Written problem: Could you reproduce only the records that begin at the line containing "Target: silver garden ball" and stop after the line containing "233], [124, 235]]]", swapping "black camera strap" for "dark camera strap" and leaving everything else untouched?

Given data:
════
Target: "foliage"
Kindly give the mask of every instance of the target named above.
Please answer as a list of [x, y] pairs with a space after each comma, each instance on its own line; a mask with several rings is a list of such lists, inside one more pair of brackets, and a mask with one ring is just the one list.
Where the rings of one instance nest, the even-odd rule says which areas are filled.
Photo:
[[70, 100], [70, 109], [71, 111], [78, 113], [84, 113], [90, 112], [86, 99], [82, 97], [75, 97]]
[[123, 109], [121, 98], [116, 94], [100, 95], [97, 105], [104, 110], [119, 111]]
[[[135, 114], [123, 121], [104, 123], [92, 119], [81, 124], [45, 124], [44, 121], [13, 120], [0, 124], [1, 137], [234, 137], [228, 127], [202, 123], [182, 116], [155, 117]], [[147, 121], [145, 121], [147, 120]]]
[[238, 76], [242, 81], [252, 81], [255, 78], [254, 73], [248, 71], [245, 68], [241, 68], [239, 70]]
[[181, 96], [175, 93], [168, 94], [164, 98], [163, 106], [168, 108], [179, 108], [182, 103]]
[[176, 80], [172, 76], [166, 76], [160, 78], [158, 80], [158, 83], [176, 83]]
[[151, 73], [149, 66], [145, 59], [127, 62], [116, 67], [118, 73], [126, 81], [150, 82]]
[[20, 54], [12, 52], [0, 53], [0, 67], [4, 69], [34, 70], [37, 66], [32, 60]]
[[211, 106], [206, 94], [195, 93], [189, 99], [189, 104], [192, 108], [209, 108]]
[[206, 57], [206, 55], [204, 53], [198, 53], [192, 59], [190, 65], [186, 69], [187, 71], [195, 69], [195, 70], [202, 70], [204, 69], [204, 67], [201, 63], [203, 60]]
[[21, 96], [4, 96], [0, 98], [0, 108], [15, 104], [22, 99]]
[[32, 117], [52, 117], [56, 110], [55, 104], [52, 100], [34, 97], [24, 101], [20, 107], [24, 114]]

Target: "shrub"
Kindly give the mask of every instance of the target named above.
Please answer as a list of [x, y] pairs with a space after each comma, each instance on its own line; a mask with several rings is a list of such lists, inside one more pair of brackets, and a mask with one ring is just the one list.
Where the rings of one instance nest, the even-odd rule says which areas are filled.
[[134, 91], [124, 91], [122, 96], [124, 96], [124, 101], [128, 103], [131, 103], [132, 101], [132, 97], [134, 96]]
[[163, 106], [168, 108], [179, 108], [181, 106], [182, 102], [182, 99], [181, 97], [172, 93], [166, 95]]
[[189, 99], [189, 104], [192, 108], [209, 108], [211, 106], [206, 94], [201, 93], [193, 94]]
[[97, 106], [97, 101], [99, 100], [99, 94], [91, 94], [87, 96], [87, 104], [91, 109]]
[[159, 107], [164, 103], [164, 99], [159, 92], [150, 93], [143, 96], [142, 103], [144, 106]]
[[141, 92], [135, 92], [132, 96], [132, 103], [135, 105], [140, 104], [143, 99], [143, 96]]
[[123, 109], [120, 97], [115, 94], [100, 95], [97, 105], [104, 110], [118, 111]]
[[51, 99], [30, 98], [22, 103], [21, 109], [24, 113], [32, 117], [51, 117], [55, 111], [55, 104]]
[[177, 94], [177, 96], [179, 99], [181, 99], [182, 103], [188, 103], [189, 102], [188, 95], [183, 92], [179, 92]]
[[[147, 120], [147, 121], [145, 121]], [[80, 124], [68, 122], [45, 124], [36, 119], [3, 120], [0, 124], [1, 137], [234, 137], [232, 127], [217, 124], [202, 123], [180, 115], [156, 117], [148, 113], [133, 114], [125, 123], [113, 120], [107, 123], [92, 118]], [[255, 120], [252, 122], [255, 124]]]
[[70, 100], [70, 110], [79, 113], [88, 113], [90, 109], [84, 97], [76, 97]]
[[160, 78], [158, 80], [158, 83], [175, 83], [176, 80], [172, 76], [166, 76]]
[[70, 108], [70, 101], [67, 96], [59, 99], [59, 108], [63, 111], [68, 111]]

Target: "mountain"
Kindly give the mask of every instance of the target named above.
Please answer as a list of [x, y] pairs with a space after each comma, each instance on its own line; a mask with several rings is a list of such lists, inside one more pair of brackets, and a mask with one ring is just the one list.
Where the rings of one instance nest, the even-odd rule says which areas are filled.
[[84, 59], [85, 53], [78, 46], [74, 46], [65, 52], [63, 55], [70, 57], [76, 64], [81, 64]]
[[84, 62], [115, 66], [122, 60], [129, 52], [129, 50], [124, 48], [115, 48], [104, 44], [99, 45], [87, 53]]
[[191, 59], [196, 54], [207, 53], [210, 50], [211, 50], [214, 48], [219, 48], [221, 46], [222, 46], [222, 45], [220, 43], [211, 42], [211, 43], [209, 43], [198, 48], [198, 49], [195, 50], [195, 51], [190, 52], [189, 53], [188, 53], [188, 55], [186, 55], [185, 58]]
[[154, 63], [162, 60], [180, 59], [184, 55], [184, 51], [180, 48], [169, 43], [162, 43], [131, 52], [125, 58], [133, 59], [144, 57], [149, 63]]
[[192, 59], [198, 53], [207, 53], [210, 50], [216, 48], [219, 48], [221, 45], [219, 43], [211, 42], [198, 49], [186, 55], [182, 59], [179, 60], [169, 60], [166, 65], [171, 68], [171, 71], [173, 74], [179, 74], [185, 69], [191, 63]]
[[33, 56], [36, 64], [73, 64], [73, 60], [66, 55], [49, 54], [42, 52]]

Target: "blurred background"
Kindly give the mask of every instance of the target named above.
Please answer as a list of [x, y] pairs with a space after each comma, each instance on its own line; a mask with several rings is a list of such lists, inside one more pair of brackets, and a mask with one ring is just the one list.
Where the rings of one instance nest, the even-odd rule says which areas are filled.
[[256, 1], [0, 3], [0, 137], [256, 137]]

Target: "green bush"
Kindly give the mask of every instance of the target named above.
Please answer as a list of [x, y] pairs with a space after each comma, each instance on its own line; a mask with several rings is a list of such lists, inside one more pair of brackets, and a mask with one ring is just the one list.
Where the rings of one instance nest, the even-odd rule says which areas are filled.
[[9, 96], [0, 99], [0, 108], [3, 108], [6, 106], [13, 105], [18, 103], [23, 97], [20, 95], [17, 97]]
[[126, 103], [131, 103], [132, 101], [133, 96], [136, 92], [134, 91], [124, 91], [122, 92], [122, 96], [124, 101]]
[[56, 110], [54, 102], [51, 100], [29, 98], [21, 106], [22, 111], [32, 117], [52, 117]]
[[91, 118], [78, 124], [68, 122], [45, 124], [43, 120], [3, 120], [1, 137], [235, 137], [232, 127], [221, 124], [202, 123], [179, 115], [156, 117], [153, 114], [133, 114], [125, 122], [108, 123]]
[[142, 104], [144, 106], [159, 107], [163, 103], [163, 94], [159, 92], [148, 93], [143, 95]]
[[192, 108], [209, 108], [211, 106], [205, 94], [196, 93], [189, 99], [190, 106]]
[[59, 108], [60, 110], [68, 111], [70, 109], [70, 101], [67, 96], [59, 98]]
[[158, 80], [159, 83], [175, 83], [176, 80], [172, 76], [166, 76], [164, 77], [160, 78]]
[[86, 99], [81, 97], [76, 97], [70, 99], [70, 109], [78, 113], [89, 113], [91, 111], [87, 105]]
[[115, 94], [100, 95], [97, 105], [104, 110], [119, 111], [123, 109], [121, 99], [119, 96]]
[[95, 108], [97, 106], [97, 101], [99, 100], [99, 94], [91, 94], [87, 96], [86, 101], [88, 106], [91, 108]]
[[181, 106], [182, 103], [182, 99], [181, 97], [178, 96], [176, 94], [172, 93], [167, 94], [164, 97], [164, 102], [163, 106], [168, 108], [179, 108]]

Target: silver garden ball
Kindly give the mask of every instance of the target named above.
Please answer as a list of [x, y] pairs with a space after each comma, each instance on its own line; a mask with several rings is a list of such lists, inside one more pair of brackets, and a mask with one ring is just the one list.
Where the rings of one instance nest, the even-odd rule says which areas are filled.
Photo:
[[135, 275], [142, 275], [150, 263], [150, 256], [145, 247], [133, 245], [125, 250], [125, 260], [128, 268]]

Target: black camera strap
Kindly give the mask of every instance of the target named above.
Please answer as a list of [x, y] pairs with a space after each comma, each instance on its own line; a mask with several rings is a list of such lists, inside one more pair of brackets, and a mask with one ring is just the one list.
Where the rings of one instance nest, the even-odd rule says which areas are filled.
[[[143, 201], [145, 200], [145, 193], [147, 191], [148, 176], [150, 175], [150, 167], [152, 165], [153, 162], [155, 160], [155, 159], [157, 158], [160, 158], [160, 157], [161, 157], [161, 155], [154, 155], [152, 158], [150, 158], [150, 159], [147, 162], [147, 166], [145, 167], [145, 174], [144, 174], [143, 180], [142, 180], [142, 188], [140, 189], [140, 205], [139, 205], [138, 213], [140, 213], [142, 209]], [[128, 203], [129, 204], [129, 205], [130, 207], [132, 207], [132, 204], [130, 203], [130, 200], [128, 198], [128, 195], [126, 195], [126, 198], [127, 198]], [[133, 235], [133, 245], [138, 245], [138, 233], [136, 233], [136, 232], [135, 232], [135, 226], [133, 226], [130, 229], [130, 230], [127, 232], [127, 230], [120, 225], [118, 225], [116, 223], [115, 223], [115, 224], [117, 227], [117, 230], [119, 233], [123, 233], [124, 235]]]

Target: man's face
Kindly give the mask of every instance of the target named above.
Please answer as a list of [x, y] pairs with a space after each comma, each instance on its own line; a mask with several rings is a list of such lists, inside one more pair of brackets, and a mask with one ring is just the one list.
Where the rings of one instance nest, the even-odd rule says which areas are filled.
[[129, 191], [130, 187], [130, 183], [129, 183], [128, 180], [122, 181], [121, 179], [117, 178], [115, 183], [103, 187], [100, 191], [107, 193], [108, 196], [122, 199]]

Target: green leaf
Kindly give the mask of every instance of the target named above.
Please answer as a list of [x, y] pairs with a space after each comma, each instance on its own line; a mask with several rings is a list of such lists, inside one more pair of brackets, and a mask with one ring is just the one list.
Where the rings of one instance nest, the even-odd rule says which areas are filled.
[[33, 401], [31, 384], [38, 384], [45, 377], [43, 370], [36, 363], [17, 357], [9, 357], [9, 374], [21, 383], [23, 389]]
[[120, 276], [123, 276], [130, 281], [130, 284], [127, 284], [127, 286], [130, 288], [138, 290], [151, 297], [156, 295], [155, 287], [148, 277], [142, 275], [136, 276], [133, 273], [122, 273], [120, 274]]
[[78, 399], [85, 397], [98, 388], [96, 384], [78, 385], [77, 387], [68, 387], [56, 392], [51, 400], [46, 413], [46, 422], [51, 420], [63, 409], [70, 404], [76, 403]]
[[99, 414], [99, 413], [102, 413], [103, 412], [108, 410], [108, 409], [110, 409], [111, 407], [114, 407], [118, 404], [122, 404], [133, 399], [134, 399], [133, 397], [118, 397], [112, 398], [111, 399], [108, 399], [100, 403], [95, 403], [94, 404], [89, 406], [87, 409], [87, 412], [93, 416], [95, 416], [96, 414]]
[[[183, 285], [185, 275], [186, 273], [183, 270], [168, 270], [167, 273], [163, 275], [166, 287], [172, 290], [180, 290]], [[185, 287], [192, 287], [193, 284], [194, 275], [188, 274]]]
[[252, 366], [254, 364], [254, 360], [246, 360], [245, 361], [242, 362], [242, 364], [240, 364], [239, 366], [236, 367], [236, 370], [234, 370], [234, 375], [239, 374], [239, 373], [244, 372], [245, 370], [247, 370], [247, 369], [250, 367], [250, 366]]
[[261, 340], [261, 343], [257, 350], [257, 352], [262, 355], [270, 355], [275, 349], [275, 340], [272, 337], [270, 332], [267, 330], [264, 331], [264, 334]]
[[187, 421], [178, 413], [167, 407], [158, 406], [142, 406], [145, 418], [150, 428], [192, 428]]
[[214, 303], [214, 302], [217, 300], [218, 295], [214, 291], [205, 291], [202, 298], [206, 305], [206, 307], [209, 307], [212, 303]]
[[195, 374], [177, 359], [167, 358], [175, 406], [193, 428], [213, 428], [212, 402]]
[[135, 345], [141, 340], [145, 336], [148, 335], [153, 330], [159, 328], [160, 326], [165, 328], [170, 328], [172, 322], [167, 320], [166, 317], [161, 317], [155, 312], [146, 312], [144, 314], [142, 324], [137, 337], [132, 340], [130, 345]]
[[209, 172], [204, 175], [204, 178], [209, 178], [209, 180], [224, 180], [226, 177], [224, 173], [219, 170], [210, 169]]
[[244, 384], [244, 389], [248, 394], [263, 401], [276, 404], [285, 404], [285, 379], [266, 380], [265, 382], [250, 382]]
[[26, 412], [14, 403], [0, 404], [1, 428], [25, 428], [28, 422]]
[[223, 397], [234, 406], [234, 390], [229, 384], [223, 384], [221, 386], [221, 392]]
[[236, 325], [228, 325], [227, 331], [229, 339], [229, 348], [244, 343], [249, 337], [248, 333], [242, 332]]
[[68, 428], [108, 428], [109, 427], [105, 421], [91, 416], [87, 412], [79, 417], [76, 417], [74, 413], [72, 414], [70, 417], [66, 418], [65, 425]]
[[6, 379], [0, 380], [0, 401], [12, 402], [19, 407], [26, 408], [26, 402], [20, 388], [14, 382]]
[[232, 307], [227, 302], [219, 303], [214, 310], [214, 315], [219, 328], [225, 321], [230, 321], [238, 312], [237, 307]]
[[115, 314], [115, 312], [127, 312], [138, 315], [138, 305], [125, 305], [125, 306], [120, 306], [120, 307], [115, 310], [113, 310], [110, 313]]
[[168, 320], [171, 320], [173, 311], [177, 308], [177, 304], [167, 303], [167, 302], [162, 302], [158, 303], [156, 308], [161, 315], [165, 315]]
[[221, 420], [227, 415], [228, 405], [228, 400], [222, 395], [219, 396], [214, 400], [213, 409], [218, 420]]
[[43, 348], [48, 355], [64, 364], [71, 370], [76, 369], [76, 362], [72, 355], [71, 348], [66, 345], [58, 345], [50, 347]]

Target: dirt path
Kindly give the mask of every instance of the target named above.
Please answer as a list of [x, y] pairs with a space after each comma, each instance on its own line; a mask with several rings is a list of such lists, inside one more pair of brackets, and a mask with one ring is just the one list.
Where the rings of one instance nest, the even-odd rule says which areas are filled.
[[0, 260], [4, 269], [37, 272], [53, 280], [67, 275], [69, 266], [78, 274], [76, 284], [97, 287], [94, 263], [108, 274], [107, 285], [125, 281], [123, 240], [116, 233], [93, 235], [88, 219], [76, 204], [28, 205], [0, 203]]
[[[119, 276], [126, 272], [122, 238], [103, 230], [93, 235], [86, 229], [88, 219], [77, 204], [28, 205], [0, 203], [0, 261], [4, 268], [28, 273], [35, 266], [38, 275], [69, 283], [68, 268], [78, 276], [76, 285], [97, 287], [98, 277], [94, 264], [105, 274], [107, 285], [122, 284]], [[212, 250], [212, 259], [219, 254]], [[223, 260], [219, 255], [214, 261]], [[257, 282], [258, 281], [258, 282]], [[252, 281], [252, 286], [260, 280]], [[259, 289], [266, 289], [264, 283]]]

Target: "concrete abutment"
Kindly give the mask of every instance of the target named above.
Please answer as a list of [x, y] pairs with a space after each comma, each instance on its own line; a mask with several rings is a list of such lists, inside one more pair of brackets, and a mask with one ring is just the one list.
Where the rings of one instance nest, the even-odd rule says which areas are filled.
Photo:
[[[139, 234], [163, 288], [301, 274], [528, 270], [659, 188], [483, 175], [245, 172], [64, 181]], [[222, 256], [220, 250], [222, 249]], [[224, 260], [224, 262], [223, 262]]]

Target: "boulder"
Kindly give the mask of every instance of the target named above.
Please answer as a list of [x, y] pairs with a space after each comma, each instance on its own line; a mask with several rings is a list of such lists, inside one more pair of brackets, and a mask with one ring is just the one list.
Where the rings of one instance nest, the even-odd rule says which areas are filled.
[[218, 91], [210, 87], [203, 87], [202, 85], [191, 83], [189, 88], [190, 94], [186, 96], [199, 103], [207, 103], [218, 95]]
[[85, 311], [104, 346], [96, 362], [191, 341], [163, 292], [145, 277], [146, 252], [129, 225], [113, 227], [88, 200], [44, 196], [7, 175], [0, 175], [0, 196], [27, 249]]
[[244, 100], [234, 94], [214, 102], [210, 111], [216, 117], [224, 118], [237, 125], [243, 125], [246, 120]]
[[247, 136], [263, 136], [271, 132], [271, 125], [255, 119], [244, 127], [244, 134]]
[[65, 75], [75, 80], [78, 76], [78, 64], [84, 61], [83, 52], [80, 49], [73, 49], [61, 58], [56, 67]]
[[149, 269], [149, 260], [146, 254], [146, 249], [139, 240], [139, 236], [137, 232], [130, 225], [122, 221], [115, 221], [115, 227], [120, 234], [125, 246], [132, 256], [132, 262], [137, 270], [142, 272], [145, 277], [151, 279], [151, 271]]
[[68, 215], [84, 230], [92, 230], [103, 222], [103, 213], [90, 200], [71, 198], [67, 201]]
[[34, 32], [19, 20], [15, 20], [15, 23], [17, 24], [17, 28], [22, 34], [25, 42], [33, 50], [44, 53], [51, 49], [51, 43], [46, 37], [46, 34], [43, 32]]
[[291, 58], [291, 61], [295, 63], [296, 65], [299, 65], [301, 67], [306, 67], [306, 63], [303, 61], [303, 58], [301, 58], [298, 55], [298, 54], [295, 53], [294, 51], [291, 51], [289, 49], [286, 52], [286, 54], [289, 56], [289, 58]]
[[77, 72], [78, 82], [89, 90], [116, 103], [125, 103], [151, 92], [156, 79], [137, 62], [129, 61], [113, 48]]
════
The reply:
Target: silver garden ball
Kindly give the mask of every instance of the target named above.
Please answer as a list of [x, y] pairs with a space after each comma, each instance on its own line; a mask with several rings is a list of such lists, inside one more pair of brackets, and a mask with one ring is just the one list.
Where the rings of one instance nest, the even-odd rule says which areas are filled.
Photo:
[[135, 275], [142, 275], [150, 263], [150, 256], [145, 247], [133, 245], [125, 250], [125, 260], [128, 268]]

Target: dark camera strap
Kindly give the mask of every instance of the target named above.
Please answer as a list of [x, y] pairs with a space after each comma, each instance on its own line; a mask with several rings is a list of such lists, inside one more pair of brackets, and a mask with one ring is just the one list.
Where the rings of one instance nest, the even-odd rule says which areas are filled.
[[[143, 201], [145, 200], [145, 193], [147, 191], [148, 176], [150, 175], [150, 167], [152, 165], [153, 162], [155, 160], [155, 159], [157, 158], [160, 158], [160, 157], [161, 157], [161, 155], [154, 155], [152, 158], [150, 158], [150, 159], [147, 162], [147, 166], [145, 167], [145, 174], [144, 174], [143, 180], [142, 180], [142, 188], [140, 189], [140, 205], [139, 205], [138, 213], [140, 213], [142, 209]], [[128, 203], [129, 204], [129, 205], [130, 207], [132, 207], [132, 204], [130, 203], [130, 200], [128, 198], [128, 195], [126, 195], [126, 198], [127, 198]], [[133, 235], [133, 245], [138, 245], [138, 233], [136, 233], [136, 232], [135, 232], [135, 226], [133, 226], [130, 229], [130, 230], [127, 232], [127, 230], [120, 225], [118, 225], [116, 223], [115, 223], [115, 224], [117, 227], [117, 230], [119, 233], [123, 233], [124, 235]]]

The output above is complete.